-- START OF EXTRACTED RECORDS --
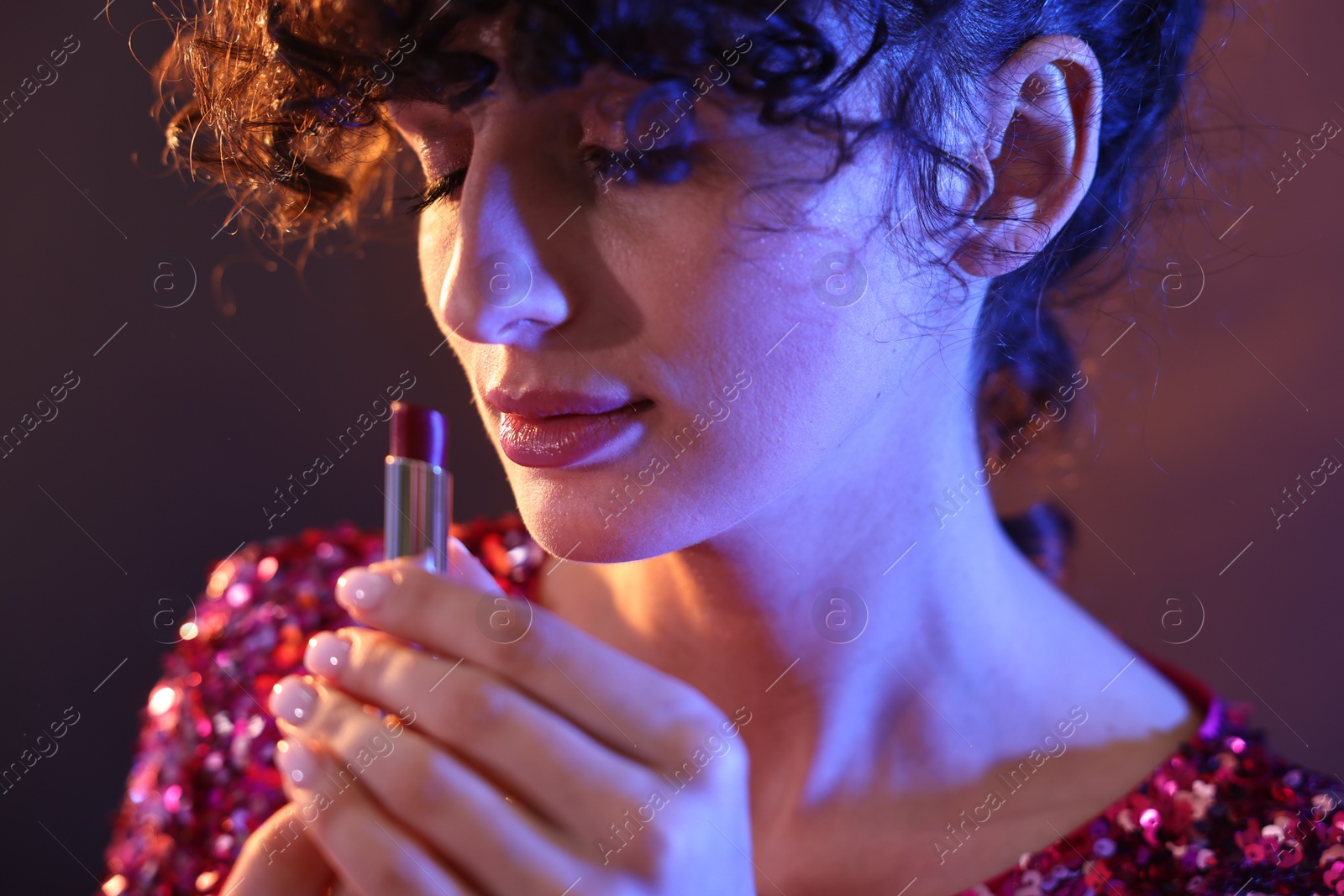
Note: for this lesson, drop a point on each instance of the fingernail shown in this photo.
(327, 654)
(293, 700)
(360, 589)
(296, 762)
-- END OF EXTRACTED RECORDS --
-- START OF EXTRACTED RECORDS --
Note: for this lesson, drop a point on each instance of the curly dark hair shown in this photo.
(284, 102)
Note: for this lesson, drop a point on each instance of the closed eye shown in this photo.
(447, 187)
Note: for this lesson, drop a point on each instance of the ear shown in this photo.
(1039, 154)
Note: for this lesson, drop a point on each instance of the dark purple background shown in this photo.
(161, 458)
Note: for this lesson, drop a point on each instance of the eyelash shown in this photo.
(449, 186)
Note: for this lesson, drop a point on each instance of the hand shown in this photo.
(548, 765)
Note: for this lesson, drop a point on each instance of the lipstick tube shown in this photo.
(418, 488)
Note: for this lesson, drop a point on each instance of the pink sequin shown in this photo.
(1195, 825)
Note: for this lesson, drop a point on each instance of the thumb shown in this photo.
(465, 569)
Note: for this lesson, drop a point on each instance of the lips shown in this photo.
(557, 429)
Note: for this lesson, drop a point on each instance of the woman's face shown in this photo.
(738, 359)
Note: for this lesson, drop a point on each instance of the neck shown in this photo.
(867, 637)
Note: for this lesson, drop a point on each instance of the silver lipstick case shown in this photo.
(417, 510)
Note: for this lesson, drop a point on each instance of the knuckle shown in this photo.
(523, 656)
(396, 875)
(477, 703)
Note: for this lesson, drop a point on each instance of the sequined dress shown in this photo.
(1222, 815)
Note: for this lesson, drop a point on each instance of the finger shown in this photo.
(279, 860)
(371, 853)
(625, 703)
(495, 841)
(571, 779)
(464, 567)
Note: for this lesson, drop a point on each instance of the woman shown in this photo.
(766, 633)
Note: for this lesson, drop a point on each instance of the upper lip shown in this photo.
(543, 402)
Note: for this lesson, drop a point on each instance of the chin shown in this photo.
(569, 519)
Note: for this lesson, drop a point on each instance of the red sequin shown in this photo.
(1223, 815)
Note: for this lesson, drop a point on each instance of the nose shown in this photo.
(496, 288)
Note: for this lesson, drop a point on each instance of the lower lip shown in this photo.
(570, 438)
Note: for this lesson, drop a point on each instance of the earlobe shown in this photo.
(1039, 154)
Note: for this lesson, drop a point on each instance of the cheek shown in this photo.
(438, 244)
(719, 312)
-- END OF EXTRACTED RECORDS --
*THE PROBLEM*:
Copy out, character for character, the part of the listing that begins with the line containing "finger shown in this photo." and ends with the line containing "(1223, 815)".

*RESULT FOR THIS EXERCISE*:
Note: for this lesson, drop a point on each instance of the finger shown in this photo.
(279, 860)
(371, 853)
(625, 703)
(495, 841)
(571, 779)
(464, 567)
Note: for this lesson, drop a point on each instance of the woman shown in this photo.
(766, 633)
Note: for this lesson, drop a point on each instance of the upper lip shown in this photo.
(543, 402)
Note: for this lesson, drop a point on each instance of the chin shown in this photo.
(569, 519)
Note: for this lesson, drop a point on each instance of the red sequin shown in this photo.
(1223, 815)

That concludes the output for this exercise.